== Activity ==
With the images removed, write out every line below exactly.

== Extracted entries ==
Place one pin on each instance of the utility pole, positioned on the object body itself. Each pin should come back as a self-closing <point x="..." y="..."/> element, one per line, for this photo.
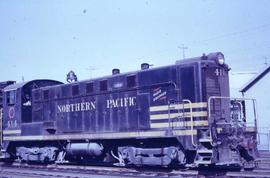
<point x="266" y="61"/>
<point x="183" y="47"/>
<point x="90" y="69"/>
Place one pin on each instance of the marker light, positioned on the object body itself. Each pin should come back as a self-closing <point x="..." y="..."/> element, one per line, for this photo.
<point x="220" y="59"/>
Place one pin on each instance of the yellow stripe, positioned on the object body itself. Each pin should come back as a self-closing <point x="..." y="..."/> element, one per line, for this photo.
<point x="174" y="115"/>
<point x="5" y="132"/>
<point x="112" y="135"/>
<point x="178" y="106"/>
<point x="185" y="132"/>
<point x="179" y="124"/>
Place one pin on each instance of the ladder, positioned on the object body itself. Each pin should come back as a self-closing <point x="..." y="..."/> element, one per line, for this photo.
<point x="175" y="119"/>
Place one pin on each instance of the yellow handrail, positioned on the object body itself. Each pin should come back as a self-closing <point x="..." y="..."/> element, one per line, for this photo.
<point x="191" y="119"/>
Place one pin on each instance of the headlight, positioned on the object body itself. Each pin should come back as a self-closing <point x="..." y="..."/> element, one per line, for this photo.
<point x="220" y="59"/>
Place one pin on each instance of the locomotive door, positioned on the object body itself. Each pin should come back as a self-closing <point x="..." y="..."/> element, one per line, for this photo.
<point x="143" y="111"/>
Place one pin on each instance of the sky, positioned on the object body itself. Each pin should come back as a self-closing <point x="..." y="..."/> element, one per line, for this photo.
<point x="47" y="39"/>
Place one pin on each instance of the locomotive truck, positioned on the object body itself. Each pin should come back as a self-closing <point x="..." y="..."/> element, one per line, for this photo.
<point x="179" y="114"/>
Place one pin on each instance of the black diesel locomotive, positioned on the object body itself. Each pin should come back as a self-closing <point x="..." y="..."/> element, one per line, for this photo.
<point x="172" y="115"/>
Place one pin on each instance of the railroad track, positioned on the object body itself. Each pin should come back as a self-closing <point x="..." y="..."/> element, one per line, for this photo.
<point x="18" y="170"/>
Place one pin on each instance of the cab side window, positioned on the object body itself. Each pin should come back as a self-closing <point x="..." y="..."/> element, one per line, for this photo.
<point x="11" y="97"/>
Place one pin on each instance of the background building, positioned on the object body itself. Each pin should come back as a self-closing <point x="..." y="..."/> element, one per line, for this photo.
<point x="259" y="88"/>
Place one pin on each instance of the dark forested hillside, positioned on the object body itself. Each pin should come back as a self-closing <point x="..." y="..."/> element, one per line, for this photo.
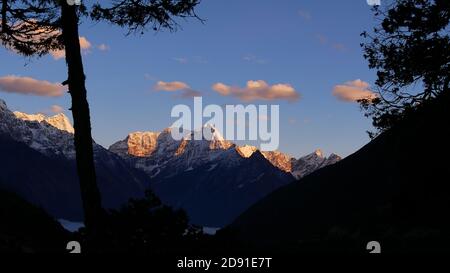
<point x="394" y="190"/>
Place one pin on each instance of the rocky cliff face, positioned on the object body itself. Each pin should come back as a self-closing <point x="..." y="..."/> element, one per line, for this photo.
<point x="38" y="163"/>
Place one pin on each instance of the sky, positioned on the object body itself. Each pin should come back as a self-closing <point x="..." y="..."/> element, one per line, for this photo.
<point x="303" y="55"/>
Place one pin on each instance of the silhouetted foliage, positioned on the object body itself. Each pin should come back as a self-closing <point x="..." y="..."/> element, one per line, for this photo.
<point x="410" y="49"/>
<point x="36" y="27"/>
<point x="146" y="226"/>
<point x="25" y="228"/>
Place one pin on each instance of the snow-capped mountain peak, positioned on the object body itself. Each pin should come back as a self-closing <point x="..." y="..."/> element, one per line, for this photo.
<point x="59" y="121"/>
<point x="318" y="153"/>
<point x="3" y="105"/>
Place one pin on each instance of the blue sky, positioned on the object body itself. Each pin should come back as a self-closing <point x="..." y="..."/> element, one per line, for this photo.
<point x="311" y="45"/>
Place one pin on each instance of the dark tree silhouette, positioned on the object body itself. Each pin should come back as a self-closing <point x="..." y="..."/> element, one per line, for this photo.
<point x="37" y="27"/>
<point x="410" y="49"/>
<point x="145" y="226"/>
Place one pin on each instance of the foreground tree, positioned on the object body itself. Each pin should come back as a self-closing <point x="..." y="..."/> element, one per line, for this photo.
<point x="410" y="50"/>
<point x="37" y="27"/>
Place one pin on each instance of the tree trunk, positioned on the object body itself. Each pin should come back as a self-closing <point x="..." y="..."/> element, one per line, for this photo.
<point x="90" y="194"/>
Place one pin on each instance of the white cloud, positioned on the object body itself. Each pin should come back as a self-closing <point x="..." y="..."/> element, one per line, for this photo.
<point x="30" y="86"/>
<point x="185" y="90"/>
<point x="353" y="91"/>
<point x="85" y="46"/>
<point x="306" y="15"/>
<point x="103" y="47"/>
<point x="258" y="90"/>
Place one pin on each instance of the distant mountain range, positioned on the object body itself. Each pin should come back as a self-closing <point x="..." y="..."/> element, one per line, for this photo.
<point x="213" y="180"/>
<point x="37" y="163"/>
<point x="394" y="190"/>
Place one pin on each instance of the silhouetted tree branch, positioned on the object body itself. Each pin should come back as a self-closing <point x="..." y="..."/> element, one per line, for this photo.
<point x="410" y="49"/>
<point x="37" y="27"/>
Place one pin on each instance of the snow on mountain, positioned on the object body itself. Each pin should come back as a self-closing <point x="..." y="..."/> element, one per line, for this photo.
<point x="312" y="162"/>
<point x="41" y="133"/>
<point x="38" y="156"/>
<point x="149" y="152"/>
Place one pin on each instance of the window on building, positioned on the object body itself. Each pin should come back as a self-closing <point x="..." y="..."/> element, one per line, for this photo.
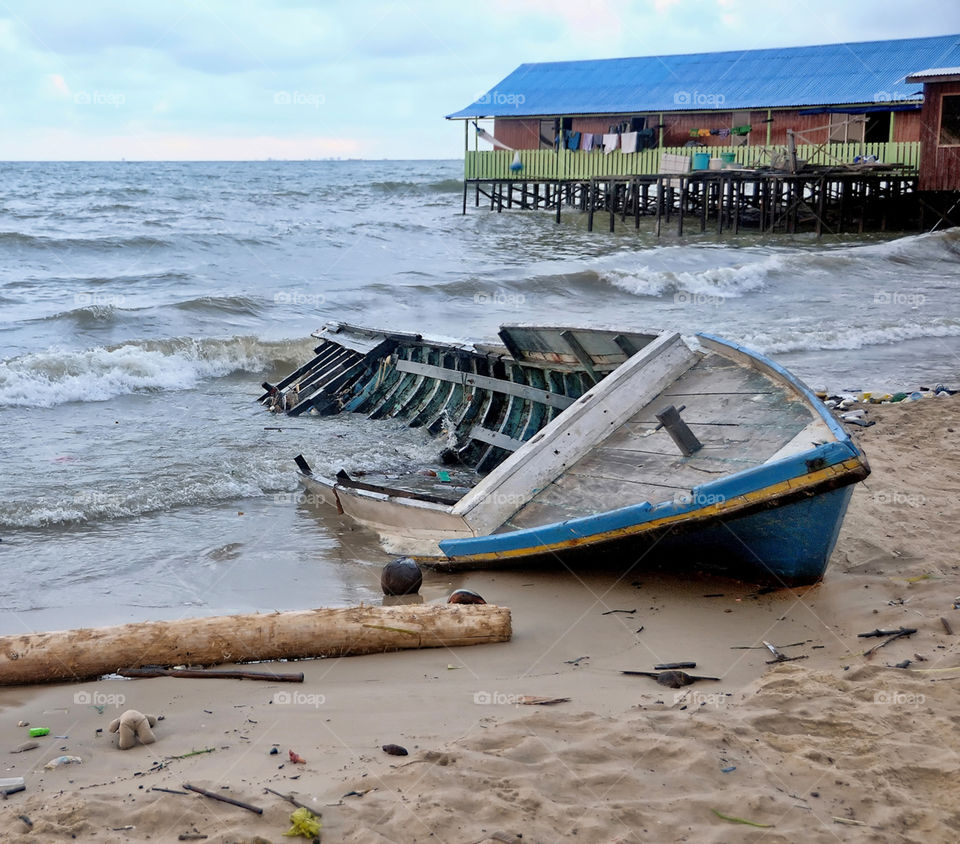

== Written solution ==
Place one pin on each instance of the utility pole, positioned on the object body itself. Each pin should come back as a self-closing <point x="..." y="..."/> element, one per line, for this photo.
<point x="266" y="61"/>
<point x="183" y="47"/>
<point x="90" y="69"/>
Place one pin on each instance of the marker light, positioned on the object body itself. Each pin should come back as a self-closing <point x="..." y="..."/> element, one per line, for this photo.
<point x="220" y="59"/>
Place one pin on each instance of the yellow stripe, positioned on the object body itself. Each pin should come back as a self-closing <point x="..." y="..."/> element, one per line, for this photo.
<point x="174" y="115"/>
<point x="5" y="132"/>
<point x="112" y="135"/>
<point x="178" y="106"/>
<point x="185" y="132"/>
<point x="179" y="124"/>
Place one pin on each instance of the ladder, positioned on the object body itself. Each pin should come back as a self-closing <point x="..." y="..."/> element, one per line, for this photo.
<point x="175" y="119"/>
Place one pin on each instance of the yellow handrail, positioned on the object body itself. Each pin should come back as a self-closing <point x="..." y="..."/> element, one per line, for this photo.
<point x="191" y="119"/>
Place one pin on each instance of the headlight, positioned on the object body itself. Each pin should come back as a self-closing <point x="..." y="..."/> element, one per line, for this photo.
<point x="220" y="59"/>
Place one pin on each instance of the locomotive door, positioned on the object body itself. Each pin should come back as a self-closing <point x="..." y="..."/> element, one per line, for this photo.
<point x="143" y="111"/>
Place one pin on each instance of the sky, positioned on the object body itself. Each pin should come back as a self-closing <point x="..." y="..."/> element, one per line, for this photo.
<point x="47" y="39"/>
Place one pin on each instance of the locomotive truck, positioned on the object body itself. Each pin should come back as a self-closing <point x="..." y="..."/> element, one per line, for this photo.
<point x="179" y="114"/>
Place one pin on each instance of the black diesel locomotive, positioned on the object body itself. Each pin should come back as a self-closing <point x="..." y="..."/> element, one per line, for this photo.
<point x="172" y="115"/>
Place one pin on each instance of the railroad track, positioned on the object body itself. Each pin should come back as a self-closing <point x="..." y="..."/> element, one per line, for this photo.
<point x="18" y="170"/>
Place one pin on each instance of the cab side window, positioned on the object body itself. Each pin should come back as a self-closing <point x="..." y="..."/> element, one per line, for this photo.
<point x="11" y="97"/>
Place one pin on each instance of the background building, positioned on the object body itself. Each pin should come back as a self-closing <point x="..." y="..."/> element, one per line, for this photo.
<point x="259" y="88"/>
Place one pin on each instance of the dark forested hillside, positioned on the object body itself. Each pin should come back as a self-closing <point x="..." y="..."/> element, one per line, for this photo.
<point x="394" y="190"/>
Place one pin on each instance of the rocky cliff face, positioned on the object body itself. Each pin should come back as a self-closing <point x="..." y="..."/> element, one per line, for this photo.
<point x="38" y="163"/>
Place one pin on each instance of the sky, positioned on the object body itself. Each pin should come back as a self-closing <point x="..." y="..."/> element, one per line, for this photo.
<point x="303" y="55"/>
Place one pin on each instance of the silhouetted foliage, positioned on the object body itself. Each pin should come back as a self-closing <point x="..." y="..."/> element, one per line, for this photo.
<point x="410" y="49"/>
<point x="36" y="27"/>
<point x="146" y="226"/>
<point x="25" y="228"/>
Place one pin on each instance of the snow-capped mountain peak, positioned on the object body itself. Each pin should come back as a self-closing <point x="..." y="..."/> element, one per line, for this photo.
<point x="59" y="121"/>
<point x="318" y="153"/>
<point x="3" y="105"/>
Place one pin on each instance of the blue sky, positioned on the object body itself. Each pin should come back as a self-closing <point x="..." y="..."/> element, one per line, for this photo.
<point x="311" y="45"/>
Place one pin on each instance of the dark tree silhouette, positioned on the object body itself. Each pin should come back as a self-closing <point x="..." y="..."/> element, one per line, for this photo.
<point x="37" y="27"/>
<point x="410" y="49"/>
<point x="145" y="226"/>
Place one pin on each instance of the foreground tree, positioned on the object body itself. Each pin should come back as a self-closing <point x="..." y="..."/> element, one per line, for this photo.
<point x="410" y="50"/>
<point x="37" y="27"/>
Place one pin on each instance of the tree trunk, positioned on the object body itself. Each pin should come back as a self-closing <point x="..." y="..."/> element, one per line, for this photo.
<point x="90" y="194"/>
Place one pin on each instance of the white cloud, positioned on the object body itself. Each pin should come back as a self-closing <point x="..." y="..."/> element, one per line, for this photo.
<point x="30" y="86"/>
<point x="185" y="90"/>
<point x="353" y="91"/>
<point x="85" y="46"/>
<point x="306" y="15"/>
<point x="103" y="47"/>
<point x="258" y="90"/>
Place one pin on each instance of the distant mountain range, positioned on the object body itself. Each pin should come back as a self-closing <point x="..." y="..."/> element, one per line, for this photo.
<point x="213" y="180"/>
<point x="37" y="163"/>
<point x="394" y="190"/>
Place one pin on each instance of the silhouetted tree branch, positioned on the object body itself. Each pin should come back as a self-closing <point x="..." y="..."/> element, one per line, for this photo.
<point x="410" y="49"/>
<point x="37" y="27"/>
Place one pin on each instance of the snow on mountain, positioned on the object body itself. Each pin should come back as a self-closing <point x="..." y="..."/> element, one per line, for this photo.
<point x="312" y="162"/>
<point x="41" y="133"/>
<point x="38" y="156"/>
<point x="149" y="152"/>
Place one pin on each instance of the window on building, positioned on the object body itself. Each pin should come back as a self-closing <point x="..." y="..."/> element, one per line, for this photo.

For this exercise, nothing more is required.